Directive:
Present every line below as a numbered list and omit any blank lines.

————————

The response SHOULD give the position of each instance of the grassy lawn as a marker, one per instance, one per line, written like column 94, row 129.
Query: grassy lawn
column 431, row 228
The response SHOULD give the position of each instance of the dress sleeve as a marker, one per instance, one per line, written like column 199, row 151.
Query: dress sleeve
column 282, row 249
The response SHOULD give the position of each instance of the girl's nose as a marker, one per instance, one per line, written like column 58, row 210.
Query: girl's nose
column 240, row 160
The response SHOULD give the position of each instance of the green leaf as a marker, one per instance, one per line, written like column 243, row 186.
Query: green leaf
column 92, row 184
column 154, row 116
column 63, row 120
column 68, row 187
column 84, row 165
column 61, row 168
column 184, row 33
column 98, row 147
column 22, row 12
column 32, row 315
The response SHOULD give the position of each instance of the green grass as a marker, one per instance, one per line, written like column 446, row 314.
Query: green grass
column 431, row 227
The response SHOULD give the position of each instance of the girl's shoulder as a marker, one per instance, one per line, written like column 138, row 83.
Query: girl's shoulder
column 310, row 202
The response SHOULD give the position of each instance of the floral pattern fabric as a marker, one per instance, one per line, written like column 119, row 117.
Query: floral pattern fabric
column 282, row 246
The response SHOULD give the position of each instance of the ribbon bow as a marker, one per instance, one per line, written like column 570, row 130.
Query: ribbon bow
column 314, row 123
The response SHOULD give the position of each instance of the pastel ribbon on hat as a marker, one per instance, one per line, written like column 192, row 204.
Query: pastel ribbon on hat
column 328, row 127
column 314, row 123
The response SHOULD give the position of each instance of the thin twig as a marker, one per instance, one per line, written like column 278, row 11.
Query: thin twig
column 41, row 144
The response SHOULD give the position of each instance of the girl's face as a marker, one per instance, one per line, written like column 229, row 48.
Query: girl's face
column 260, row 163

————————

Reply:
1. The response SHOULD give the position of each instance of the grassy lawn as a marker, one per instance, one per line, written like column 94, row 129.
2. Query: grassy lawn
3. column 431, row 228
4. The response SHOULD give the position of each instance of the dress sleeve as a marker, one per instance, one per line, written like column 199, row 151.
5. Query: dress sleeve
6. column 282, row 249
7. The response SHOULD give the position of each instance of the girl's nose as a marker, one per instance, one per line, written like column 58, row 210.
8. Query: girl's nose
9. column 240, row 160
10. The response SHOULD give the position of each instance of the green leaf as a marker, one per instance, one per line, written like column 243, row 186.
11. Query: green leaf
12. column 92, row 184
13. column 154, row 116
14. column 63, row 120
15. column 68, row 187
16. column 84, row 165
17. column 61, row 168
18. column 184, row 33
19. column 98, row 147
20. column 22, row 12
21. column 32, row 315
22. The response SHOULD give the position of each instance of the green grass as a marker, one per instance, one per line, written like column 446, row 314.
23. Query: green grass
24. column 431, row 227
25. The response SHOULD give the position of each instance of the girl's shoulder as a marker, one per instance, one per line, written like column 138, row 83.
26. Query: girl's shoulder
27. column 310, row 202
28. The response SHOULD give the position of each instance of the floral pattern fabric as a marker, one per instance, one per line, written like column 119, row 117.
29. Query: floral pattern fabric
30. column 282, row 246
31. The response SHOULD give the position of each instance of the ribbon bow as a marker, one per instance, one per line, written like column 570, row 130.
32. Query: ribbon bow
33. column 314, row 123
34. The response SHOULD give the position of each instance of the pastel ribbon on hat as a marker, one per instance, one per line, written like column 192, row 204.
35. Query: pastel ribbon on hat
36. column 328, row 127
37. column 314, row 123
38. The response SHOULD give the position of each instance of the thin twig as a marker, one per instance, one per line, written like column 278, row 11.
39. Query: thin twig
40. column 41, row 144
41. The response SHOULD give the position of each instance of the girl's face as a marker, one per instance, one per line, written like column 229, row 48.
42. Query: girl's face
43. column 260, row 163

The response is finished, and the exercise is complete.